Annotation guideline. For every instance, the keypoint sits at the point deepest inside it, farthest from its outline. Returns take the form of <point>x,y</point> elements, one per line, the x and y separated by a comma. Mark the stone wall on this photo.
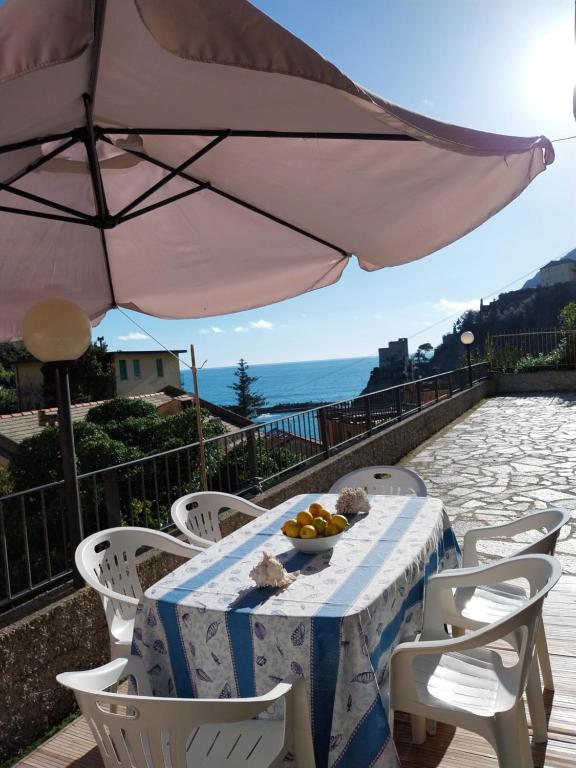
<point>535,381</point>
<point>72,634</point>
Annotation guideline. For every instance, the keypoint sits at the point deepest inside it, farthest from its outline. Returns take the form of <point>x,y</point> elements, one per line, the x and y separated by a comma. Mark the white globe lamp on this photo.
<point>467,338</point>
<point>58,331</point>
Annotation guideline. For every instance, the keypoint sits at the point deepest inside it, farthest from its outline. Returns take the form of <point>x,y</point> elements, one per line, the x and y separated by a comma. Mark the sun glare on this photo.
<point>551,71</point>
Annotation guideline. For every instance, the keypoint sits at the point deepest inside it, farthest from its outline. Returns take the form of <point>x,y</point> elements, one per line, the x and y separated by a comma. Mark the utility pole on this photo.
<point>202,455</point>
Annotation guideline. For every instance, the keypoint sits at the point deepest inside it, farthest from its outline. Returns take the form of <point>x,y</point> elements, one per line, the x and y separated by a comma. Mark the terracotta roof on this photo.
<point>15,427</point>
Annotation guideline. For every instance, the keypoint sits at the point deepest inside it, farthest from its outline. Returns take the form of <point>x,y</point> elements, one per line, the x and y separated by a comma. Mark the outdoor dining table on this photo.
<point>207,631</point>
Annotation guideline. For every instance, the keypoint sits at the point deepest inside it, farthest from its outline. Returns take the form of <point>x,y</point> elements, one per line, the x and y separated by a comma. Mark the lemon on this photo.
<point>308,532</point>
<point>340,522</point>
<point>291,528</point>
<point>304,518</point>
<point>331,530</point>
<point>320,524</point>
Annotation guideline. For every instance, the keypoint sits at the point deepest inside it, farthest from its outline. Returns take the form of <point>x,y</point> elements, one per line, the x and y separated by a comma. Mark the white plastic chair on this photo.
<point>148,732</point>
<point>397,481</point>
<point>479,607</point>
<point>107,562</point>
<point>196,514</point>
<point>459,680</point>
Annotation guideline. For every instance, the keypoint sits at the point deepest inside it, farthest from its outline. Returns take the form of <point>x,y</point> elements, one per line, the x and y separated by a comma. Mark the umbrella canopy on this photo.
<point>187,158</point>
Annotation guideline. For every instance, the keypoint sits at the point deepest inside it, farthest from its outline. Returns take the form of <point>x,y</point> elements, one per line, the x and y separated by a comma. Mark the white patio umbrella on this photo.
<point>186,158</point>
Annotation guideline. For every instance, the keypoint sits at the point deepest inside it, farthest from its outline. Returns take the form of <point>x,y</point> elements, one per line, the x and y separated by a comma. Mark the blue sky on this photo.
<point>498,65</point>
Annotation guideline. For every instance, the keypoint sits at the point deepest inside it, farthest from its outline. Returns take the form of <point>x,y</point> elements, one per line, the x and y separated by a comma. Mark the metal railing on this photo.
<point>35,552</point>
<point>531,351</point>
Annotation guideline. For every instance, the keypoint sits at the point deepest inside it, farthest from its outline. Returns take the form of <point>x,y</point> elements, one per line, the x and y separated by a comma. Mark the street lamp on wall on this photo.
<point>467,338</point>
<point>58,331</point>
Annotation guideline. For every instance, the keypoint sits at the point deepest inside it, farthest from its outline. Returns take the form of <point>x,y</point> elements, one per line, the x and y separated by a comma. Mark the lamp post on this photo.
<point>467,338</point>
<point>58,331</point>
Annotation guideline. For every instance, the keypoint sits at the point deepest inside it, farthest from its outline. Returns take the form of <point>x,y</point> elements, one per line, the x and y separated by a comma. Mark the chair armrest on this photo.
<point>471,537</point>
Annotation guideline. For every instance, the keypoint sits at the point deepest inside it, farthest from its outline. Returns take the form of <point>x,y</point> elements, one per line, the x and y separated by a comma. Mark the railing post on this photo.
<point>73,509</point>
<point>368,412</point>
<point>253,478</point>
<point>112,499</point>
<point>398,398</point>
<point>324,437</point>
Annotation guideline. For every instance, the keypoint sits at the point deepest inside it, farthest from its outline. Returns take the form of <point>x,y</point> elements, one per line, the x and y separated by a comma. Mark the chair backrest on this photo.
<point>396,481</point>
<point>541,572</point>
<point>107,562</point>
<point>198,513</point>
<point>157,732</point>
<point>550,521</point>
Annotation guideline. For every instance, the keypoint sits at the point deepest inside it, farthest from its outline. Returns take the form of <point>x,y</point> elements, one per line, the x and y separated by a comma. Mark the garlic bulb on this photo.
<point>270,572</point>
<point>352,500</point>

┄┄┄┄┄┄┄┄┄┄┄┄┄┄┄┄┄┄┄┄

#### [Goal]
Quote each line of the listing exactly, but leave the pictures out.

#### [Output of the exercise]
Annotation guideline. For every instance, the keypoint sits at the point deepest inside it, farthest from its outline. Returns take the form of <point>x,y</point> elements, one per line, the x and y separated by a comma. Mark the stone wall on this photo.
<point>535,381</point>
<point>72,634</point>
Annotation guideline. For every instance, the keypoint sits at the point deepest inside it, farthest from its outline. Returns take the form of <point>x,y</point> elements, one per line, the x and y separated by a comma. Mark the white globe lamp on this photo.
<point>467,338</point>
<point>58,331</point>
Annotation guideline. For every instance, the keypoint sits at the point deepest inside it, farthest from its outline. Returns take the form of <point>x,y</point> elements, one per line, the x and y separated by a comma. Mark the sun glare on this photo.
<point>551,71</point>
Annotation guideline. For every instance, the keypoint sits at the point deepest inside it, farthest from its outline. Returns take the form of <point>x,y</point> elements, one per line, the x and y separated by a comma. Mark the utility pole on this photo.
<point>202,455</point>
Annotation guideline. For every instance, the keypoint sits at the point deepest inside it, farthest from its outline. Returns take the form of <point>x,y</point> elements, one per line, the x and y separated by a comma. Mark the terracotta roof on this photo.
<point>15,427</point>
Annotation guideline. For every instance, the keypoint sits at the point deepest inside it, farthest from its outline. Returns take the form of <point>x,y</point> elements, one per line, the x and y separated by a comma. Mark the outdoor dining table on this photo.
<point>207,631</point>
Annotation guideline. For every instance, the keypoint sits at the point deepest inside it, farthest from its outline. Returns take the form of <point>x,y</point> elements, one per line, the x and y separated by a comma. Mark the lemon on this photo.
<point>308,532</point>
<point>340,522</point>
<point>291,528</point>
<point>304,518</point>
<point>331,530</point>
<point>320,524</point>
Annotation guideline. For every instance, the keypoint sits at the point deepest inside it, farthest from its outline. Returns take the form of <point>x,y</point> elements, one per line, the x and y separated by a comma. Mark the white plastic chair on this photo.
<point>148,732</point>
<point>397,481</point>
<point>479,607</point>
<point>107,562</point>
<point>196,514</point>
<point>459,680</point>
Annotation guideline. For every instance, the keypoint sits at the point deepest inside it, farthest from its outline. Returns take the form of <point>x,y</point> elements, one per line, the x and y separated by a comma. Mark the umbrella canopy on this photo.
<point>187,158</point>
Annotation guideline. For every instance, the keypoint sits at the point deepest inside it, farthest from its outline. Returns take the form of <point>x,y</point> elements, one per line, the x and y separated by a comma. Mark the white patio umbrella on this photo.
<point>186,158</point>
Annotation guideline. For every instance, the keypoint sits at the point deepest inside it, farthest from its outline. Returns take the form of <point>x,y</point> elements, one per line, the x and y separated by a comma. Mark the blue sky on this photo.
<point>498,65</point>
Annotation guideline. For every instance, the keypoint sits at the point deepest inside it, farthest from its outline. Returns take the form of <point>x,y</point> elements, one per line, the x and y separated by a comma. Mark the metal railing on this photo.
<point>35,552</point>
<point>531,351</point>
Annotation guideline. For every instance, the keypoint sits at the point deepest inside it, farthest from its outline. Returns take the form of <point>x,y</point> elements, one per line, the x and y separated by a comma. Mark the street lamp on wall on this photo.
<point>467,338</point>
<point>58,331</point>
Annotation guideline. For every instance, the keypoint sits at the point deepest inside it, farthest from its outline. Returns take the form of <point>x,y</point> elements, one per line, the x and y separated by a comma. Mark the lamp post on this photo.
<point>467,338</point>
<point>58,331</point>
Annotation guideline. For every instance, the keypoint sits at the point deepest inside it, farthest from its outline. Returns take the form of <point>x,y</point> elements, one per line, the x and y separated by a comma. Mark the chair armrest on this photo.
<point>471,537</point>
Annotation guideline. For every instance, the keypoint sits at the point deepest inside it, farthest from its outline. Returns take the form of <point>x,y</point> elements, one per line, the x and y separated by a comma. Mark the railing post on this photo.
<point>73,509</point>
<point>368,412</point>
<point>253,478</point>
<point>112,499</point>
<point>398,398</point>
<point>324,437</point>
Annotation guideline. For every instance, the keypoint sits at the point deepest inside it, farthest from its outline. Returns take the form of <point>x,y</point> elements, one per line, the x and y separated by a comma. Mark the chair backrest on this photo.
<point>396,481</point>
<point>541,572</point>
<point>107,562</point>
<point>198,513</point>
<point>157,732</point>
<point>550,521</point>
Annotation guideline. For every instance, the keypoint sits at the point deepest inside it, farthest from its outline. Returns take the form of <point>x,y</point> elements, one per line, the x and y separated by a comma. Mark the garlic bulb on this photo.
<point>270,572</point>
<point>352,500</point>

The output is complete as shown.